DATA TO PROCESS |
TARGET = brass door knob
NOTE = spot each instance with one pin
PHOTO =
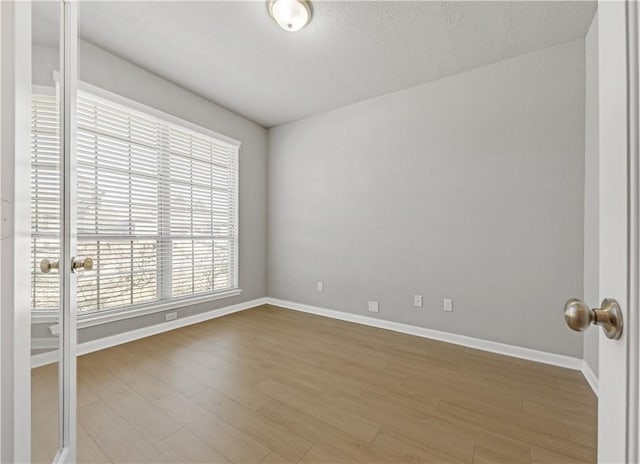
(80, 264)
(46, 265)
(579, 316)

EXERCISE | Copy the data precisely. Skip every picture.

FINISHED EXERCISE |
TARGET = brass door knob
NOTE = spot each instance with one pin
PHOTO =
(80, 264)
(46, 265)
(579, 316)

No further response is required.